[Entradas de apontamento de objetos nomeados]
----------

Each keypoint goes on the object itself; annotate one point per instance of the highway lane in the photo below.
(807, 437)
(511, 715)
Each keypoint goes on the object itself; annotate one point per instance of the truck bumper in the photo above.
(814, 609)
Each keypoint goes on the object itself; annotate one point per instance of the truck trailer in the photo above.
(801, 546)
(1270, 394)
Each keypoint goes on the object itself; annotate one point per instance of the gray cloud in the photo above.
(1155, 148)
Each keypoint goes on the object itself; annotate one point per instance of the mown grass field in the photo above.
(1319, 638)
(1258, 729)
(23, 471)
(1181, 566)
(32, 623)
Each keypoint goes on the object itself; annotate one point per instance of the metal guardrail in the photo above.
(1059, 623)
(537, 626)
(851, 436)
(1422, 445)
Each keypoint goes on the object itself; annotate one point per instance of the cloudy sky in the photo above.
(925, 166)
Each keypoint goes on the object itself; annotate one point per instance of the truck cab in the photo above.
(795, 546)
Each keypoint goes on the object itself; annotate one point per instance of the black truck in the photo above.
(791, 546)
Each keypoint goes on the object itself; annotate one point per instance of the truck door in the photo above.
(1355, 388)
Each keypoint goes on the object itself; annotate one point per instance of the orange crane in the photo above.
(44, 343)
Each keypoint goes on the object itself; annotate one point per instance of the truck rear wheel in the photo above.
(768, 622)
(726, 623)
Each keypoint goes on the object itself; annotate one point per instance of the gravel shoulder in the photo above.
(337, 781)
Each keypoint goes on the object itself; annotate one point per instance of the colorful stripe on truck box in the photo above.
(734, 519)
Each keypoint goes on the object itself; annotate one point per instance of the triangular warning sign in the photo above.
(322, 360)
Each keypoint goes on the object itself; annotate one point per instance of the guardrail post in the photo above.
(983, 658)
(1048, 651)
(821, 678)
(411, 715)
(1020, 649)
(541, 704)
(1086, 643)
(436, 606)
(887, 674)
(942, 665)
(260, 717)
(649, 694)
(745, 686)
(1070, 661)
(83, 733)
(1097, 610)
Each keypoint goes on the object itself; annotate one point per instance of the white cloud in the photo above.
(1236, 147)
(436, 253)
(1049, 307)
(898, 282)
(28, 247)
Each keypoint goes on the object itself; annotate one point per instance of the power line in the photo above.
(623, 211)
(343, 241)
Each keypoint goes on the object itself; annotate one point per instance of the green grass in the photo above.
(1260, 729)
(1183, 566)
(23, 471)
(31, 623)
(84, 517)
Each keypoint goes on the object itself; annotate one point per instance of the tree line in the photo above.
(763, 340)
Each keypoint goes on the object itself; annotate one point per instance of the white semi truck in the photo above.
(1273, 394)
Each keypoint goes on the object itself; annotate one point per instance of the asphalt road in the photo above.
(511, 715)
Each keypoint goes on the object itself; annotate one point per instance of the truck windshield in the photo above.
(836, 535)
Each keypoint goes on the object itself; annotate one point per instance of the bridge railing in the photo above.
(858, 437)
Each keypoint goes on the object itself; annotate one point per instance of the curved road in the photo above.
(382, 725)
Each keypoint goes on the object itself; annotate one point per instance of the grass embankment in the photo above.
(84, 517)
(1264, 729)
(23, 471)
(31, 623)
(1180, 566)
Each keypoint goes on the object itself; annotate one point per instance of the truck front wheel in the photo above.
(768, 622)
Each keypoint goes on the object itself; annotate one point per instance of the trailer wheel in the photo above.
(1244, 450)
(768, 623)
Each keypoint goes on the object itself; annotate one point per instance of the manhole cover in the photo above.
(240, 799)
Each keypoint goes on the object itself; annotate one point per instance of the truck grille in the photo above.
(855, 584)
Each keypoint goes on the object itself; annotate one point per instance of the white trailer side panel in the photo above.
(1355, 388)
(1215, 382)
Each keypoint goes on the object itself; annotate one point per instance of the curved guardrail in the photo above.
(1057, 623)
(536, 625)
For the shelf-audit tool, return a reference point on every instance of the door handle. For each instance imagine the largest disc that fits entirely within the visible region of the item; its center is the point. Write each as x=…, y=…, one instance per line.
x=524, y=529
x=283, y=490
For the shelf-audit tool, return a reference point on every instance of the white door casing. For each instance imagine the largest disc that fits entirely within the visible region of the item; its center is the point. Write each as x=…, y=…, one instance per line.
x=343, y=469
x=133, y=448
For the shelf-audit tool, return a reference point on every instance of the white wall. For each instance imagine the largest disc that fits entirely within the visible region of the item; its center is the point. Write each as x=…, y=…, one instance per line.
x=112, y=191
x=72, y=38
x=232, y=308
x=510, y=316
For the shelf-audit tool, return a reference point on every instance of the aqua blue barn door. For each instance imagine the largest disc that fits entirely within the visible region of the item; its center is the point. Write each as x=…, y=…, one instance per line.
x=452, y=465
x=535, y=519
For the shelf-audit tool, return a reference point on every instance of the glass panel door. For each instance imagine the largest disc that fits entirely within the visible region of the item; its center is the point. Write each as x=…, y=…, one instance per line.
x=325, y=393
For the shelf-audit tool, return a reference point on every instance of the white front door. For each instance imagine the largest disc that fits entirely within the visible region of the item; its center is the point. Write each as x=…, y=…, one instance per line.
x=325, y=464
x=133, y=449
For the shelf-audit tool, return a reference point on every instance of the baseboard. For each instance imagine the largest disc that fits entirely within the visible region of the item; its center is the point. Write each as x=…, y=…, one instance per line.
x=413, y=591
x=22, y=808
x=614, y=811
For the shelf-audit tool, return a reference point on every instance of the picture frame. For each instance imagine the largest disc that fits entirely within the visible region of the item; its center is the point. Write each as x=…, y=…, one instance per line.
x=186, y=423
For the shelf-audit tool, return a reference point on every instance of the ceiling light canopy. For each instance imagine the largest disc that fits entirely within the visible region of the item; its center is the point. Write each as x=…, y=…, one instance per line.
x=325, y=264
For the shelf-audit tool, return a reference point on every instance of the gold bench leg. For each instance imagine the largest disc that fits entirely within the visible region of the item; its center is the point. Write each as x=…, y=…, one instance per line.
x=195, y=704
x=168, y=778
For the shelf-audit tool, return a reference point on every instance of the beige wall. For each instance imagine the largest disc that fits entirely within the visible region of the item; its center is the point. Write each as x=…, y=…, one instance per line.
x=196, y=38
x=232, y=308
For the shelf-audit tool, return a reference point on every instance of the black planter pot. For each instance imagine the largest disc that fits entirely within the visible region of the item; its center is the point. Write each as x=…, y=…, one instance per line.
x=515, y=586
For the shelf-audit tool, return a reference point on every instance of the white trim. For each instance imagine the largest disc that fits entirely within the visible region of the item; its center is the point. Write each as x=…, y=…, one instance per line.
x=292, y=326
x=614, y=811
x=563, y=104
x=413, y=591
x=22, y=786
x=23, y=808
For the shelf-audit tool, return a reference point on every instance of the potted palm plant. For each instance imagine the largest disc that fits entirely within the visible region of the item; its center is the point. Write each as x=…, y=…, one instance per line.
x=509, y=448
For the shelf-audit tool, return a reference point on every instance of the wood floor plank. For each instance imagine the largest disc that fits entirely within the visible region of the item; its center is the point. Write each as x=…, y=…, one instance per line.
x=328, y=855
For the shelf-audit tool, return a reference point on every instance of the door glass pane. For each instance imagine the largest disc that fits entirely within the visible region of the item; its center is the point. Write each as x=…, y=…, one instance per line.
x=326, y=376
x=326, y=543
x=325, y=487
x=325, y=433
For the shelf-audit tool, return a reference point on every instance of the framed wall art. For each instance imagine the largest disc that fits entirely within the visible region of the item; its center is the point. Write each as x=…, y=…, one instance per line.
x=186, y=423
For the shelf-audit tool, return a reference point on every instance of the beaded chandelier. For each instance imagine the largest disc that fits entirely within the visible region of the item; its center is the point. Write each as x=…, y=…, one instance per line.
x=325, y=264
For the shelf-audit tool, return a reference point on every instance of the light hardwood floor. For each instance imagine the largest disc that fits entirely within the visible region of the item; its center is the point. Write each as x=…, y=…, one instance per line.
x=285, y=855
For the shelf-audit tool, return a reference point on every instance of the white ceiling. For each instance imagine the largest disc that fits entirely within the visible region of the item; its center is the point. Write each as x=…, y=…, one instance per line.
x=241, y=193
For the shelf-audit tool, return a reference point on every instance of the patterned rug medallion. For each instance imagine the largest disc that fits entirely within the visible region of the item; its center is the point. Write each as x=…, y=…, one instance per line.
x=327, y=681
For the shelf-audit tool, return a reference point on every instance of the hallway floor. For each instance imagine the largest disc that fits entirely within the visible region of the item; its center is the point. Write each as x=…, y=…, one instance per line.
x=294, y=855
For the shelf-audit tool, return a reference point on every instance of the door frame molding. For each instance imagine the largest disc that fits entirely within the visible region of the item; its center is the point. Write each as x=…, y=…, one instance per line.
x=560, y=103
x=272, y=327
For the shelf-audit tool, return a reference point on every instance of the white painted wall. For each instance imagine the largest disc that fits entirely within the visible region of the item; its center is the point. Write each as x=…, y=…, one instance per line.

----------

Exercício escrito » Reproduza sem alterações as linhas do material acima, começando na que contém "of the beaded" e terminando na que contém "x=285, y=855", incluindo as duas.

Resposta completa »
For the shelf-audit tool, return a reference point on every instance of the beaded chandelier. For each instance imagine the largest disc that fits entirely within the visible region of the item; its center is the point. Write each as x=…, y=…, one instance per line.
x=325, y=264
For the shelf-audit tool, return a reference point on every instance of the light hardwood floor. For each instance imagine the largest disc that fits entirely within the visible region of the item; its center is the point. Write each as x=…, y=…, one instance per line.
x=285, y=855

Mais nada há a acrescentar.